## YOUR TASK
Pick out every line in the listing below that contains the string "target", and copy each of those lines.

## GIVEN RECORDS
☆ ☆ ☆ ☆
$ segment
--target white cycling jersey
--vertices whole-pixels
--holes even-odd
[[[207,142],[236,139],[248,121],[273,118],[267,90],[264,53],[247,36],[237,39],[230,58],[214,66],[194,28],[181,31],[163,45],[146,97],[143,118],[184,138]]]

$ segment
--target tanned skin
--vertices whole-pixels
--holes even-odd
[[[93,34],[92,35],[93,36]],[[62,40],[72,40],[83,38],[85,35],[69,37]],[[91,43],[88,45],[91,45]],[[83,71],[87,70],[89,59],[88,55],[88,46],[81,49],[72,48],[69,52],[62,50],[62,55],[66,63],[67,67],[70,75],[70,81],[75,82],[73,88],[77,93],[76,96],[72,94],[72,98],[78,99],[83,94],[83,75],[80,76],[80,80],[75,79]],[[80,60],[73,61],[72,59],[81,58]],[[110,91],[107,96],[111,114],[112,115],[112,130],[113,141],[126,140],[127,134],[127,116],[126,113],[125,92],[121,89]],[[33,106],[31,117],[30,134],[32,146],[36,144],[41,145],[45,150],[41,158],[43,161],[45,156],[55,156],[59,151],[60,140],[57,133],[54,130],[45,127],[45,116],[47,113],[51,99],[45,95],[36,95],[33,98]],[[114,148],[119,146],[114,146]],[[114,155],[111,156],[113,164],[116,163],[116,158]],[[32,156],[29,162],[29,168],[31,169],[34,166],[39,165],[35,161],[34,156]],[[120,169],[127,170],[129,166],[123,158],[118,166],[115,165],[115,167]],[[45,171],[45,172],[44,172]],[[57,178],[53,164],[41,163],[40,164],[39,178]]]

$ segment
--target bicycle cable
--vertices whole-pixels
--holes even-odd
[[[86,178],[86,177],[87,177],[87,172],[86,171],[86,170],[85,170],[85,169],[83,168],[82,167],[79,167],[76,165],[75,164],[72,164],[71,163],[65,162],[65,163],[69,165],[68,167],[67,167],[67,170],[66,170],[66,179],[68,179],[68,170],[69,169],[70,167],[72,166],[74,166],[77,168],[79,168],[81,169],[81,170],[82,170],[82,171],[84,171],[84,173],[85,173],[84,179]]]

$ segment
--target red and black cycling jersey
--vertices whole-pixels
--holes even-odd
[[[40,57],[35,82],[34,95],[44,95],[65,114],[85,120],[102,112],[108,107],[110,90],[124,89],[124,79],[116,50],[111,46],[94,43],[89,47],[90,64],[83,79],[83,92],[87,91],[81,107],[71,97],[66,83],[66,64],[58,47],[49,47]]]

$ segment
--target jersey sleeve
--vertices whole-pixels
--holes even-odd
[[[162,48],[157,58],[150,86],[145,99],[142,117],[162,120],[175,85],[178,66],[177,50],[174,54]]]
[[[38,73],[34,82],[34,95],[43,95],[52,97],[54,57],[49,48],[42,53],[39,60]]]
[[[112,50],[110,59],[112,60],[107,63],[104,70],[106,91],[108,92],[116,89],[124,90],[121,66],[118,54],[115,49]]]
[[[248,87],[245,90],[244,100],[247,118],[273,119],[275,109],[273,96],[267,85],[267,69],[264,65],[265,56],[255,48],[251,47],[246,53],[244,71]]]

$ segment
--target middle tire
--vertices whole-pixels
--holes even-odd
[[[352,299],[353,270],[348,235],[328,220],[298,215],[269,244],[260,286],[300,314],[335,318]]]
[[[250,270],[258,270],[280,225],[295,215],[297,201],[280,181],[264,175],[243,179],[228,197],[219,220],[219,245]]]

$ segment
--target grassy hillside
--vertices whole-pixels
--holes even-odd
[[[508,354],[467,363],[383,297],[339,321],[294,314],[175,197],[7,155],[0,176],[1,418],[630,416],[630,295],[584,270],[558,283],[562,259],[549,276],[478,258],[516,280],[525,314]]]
☆ ☆ ☆ ☆
## OUTPUT OF THE EXERCISE
--target white cycling jersey
--target tanned skin
--target bicycle cable
--target red and black cycling jersey
--target jersey sleeve
--target middle tire
--target grassy hillside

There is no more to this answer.